▸ **SHORT EXERCISE**: Identify every line in the items below that contains the word "hanger", and copy each of those lines. Matching is case-sensitive.

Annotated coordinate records
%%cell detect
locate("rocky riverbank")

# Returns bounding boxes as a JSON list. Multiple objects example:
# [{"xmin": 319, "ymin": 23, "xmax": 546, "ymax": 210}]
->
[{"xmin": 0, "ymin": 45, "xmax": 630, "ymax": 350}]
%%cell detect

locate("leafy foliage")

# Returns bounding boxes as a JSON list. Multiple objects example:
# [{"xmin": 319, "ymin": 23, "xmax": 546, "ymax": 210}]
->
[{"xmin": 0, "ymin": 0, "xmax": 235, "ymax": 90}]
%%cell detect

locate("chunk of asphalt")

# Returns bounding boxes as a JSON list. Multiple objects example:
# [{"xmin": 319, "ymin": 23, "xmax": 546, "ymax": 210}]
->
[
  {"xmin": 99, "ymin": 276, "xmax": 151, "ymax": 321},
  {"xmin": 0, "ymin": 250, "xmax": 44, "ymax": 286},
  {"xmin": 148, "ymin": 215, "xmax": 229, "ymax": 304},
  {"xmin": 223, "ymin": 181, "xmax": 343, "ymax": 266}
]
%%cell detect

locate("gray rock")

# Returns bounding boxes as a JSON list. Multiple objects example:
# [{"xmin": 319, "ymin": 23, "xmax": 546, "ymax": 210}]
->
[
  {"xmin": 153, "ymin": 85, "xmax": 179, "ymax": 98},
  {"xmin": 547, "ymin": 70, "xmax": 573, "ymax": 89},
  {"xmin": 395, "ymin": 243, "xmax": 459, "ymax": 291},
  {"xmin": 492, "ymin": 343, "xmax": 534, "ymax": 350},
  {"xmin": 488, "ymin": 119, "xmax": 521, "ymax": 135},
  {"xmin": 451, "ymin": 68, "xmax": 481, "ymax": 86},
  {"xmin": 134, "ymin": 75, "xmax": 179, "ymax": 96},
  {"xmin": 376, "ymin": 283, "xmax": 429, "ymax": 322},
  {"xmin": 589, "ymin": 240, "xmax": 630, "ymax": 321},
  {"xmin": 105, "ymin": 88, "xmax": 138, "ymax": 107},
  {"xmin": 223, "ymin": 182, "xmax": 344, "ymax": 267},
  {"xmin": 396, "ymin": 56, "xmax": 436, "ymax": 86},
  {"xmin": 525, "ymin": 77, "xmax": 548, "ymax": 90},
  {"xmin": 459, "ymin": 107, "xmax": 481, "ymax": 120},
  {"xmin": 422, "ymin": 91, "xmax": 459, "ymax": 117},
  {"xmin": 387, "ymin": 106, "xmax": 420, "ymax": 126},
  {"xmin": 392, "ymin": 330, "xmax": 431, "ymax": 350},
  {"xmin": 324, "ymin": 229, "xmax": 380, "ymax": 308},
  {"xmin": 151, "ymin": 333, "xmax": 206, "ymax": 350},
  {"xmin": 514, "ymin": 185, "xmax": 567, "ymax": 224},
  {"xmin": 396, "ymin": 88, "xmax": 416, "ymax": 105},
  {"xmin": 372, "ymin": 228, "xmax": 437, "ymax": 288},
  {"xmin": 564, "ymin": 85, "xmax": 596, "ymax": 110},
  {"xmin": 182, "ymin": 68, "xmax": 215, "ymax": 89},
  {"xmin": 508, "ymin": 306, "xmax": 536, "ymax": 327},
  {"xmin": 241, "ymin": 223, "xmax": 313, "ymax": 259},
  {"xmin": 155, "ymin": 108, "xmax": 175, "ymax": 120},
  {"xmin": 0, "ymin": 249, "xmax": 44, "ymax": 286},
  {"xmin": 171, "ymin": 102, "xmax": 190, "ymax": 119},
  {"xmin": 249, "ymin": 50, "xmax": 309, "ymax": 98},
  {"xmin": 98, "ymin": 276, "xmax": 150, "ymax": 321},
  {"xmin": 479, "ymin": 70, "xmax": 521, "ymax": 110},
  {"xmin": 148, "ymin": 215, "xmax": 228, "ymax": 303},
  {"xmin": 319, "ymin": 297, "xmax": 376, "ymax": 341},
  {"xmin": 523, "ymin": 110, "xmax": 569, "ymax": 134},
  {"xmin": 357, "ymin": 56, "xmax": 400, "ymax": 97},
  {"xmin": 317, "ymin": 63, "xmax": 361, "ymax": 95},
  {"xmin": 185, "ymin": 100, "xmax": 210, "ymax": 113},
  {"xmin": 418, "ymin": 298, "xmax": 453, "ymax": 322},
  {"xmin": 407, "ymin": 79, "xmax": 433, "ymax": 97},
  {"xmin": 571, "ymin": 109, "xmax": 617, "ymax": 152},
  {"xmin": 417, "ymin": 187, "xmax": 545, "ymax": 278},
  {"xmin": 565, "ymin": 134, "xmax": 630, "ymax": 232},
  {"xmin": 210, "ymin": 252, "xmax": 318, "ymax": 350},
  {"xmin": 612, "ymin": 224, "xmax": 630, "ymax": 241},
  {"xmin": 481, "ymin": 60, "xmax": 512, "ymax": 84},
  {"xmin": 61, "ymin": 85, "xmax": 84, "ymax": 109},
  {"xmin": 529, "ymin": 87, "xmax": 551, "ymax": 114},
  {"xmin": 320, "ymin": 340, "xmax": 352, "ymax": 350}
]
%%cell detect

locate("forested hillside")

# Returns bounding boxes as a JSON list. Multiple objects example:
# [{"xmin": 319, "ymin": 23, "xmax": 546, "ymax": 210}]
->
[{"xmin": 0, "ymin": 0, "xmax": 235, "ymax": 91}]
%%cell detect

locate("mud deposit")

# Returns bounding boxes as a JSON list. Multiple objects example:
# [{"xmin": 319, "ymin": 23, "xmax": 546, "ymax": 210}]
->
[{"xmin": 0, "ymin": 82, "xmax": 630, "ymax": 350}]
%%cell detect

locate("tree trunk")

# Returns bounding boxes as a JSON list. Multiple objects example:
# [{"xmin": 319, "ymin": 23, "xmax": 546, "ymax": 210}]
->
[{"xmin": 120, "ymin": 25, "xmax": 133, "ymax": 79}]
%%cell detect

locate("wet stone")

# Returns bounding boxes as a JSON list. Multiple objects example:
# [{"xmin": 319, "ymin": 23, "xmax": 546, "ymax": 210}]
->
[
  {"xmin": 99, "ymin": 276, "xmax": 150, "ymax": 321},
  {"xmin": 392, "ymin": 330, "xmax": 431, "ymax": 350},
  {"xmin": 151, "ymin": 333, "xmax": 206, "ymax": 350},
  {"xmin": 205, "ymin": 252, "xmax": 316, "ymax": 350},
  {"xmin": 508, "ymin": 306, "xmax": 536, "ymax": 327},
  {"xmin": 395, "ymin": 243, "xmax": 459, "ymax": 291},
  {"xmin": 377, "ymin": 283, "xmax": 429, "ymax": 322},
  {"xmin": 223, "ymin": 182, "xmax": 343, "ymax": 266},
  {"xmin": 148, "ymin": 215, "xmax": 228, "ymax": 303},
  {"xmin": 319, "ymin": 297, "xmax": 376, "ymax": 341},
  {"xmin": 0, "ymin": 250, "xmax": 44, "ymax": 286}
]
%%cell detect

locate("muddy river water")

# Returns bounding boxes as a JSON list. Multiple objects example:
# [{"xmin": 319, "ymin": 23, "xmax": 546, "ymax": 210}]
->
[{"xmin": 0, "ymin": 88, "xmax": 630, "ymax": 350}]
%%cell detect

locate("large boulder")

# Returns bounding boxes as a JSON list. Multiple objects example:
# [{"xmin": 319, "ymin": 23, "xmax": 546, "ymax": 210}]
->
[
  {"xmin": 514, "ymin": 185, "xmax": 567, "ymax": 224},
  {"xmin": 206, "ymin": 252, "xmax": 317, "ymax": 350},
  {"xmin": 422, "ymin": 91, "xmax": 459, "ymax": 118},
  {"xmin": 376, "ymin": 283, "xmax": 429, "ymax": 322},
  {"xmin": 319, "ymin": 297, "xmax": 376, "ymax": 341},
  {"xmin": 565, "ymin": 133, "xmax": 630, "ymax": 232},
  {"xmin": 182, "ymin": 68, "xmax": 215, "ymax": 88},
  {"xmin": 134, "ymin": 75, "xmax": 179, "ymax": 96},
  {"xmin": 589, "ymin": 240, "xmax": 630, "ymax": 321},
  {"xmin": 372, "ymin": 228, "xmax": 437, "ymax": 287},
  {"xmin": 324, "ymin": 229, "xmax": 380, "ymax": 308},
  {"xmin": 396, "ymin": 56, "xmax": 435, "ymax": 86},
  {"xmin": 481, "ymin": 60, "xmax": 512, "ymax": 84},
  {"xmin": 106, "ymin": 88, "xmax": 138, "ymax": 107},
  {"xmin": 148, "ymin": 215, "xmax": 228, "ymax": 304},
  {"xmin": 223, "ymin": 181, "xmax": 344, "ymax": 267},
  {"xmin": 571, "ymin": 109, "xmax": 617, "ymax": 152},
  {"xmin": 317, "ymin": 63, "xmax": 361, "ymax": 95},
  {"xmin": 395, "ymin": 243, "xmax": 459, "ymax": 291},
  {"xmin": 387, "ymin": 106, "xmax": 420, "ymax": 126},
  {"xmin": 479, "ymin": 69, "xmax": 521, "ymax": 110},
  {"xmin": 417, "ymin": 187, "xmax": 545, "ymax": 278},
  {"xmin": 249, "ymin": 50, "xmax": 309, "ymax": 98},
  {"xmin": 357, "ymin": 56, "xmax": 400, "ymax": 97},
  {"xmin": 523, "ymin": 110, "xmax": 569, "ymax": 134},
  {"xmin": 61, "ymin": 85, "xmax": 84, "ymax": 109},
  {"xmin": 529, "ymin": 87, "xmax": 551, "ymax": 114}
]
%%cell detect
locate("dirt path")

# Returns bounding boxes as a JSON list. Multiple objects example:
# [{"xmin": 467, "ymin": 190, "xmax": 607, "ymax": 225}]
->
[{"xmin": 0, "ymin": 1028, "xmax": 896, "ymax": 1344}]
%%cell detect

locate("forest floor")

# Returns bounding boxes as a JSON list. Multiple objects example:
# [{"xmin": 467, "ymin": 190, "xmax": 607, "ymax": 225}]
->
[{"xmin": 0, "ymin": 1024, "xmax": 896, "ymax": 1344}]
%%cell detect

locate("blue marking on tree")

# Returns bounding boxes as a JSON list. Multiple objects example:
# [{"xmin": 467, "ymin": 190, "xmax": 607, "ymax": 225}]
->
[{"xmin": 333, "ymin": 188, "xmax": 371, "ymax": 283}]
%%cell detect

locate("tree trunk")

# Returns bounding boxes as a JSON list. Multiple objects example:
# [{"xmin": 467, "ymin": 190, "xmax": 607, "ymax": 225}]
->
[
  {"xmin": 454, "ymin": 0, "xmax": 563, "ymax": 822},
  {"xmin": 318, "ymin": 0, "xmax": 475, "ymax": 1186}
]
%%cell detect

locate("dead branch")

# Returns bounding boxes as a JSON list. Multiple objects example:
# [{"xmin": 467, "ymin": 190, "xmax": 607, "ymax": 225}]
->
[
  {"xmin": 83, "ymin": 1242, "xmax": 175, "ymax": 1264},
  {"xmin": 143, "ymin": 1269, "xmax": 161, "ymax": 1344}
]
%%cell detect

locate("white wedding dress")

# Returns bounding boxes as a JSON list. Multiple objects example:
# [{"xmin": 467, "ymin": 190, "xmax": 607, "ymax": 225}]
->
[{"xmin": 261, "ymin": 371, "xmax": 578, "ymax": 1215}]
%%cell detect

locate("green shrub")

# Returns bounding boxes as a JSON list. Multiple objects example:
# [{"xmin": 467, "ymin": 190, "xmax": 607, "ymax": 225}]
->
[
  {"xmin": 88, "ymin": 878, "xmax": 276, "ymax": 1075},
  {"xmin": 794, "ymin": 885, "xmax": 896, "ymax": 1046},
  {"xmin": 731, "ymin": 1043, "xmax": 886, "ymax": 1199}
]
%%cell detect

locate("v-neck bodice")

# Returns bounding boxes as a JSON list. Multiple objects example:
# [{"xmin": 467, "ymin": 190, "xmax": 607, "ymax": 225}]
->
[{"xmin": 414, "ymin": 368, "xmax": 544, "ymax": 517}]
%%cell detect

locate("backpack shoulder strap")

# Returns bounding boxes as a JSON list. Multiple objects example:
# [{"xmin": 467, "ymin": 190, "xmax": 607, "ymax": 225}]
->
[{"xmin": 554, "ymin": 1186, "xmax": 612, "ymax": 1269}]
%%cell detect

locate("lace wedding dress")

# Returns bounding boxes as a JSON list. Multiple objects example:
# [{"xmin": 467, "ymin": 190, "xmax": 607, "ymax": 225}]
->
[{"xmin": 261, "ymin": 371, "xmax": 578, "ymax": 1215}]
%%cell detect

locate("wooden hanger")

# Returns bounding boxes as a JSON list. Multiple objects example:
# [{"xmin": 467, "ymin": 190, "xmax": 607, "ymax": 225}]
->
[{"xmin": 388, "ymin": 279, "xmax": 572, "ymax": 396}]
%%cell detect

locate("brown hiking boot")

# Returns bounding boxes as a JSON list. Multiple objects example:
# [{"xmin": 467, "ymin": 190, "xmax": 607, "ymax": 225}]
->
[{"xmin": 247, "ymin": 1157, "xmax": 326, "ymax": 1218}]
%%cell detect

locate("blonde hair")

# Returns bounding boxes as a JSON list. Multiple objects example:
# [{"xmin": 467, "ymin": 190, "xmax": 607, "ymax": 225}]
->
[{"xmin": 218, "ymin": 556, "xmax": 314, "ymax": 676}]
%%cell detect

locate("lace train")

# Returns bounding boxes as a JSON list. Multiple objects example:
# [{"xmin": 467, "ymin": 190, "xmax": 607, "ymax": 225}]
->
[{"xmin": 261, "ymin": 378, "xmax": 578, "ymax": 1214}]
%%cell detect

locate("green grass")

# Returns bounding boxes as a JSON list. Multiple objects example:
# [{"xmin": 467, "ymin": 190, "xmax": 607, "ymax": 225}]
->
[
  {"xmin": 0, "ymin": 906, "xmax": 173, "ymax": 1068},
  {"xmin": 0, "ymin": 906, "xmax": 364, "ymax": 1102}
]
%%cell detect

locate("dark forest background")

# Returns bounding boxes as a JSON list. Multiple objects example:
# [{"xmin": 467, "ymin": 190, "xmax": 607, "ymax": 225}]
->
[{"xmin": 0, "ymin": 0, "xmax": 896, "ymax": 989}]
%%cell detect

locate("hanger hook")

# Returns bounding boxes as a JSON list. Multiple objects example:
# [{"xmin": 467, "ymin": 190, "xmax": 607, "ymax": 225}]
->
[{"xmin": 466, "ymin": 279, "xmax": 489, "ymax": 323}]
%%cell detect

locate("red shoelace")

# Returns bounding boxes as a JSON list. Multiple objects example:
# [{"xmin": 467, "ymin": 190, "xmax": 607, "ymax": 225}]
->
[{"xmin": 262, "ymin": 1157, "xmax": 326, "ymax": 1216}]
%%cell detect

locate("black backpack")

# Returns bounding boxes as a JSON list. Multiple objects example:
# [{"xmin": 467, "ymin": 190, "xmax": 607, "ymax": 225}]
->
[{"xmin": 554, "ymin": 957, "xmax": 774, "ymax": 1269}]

▸ **OUTPUT OF THE EXERCISE**:
locate("wooden hanger")
locate("hanger hook")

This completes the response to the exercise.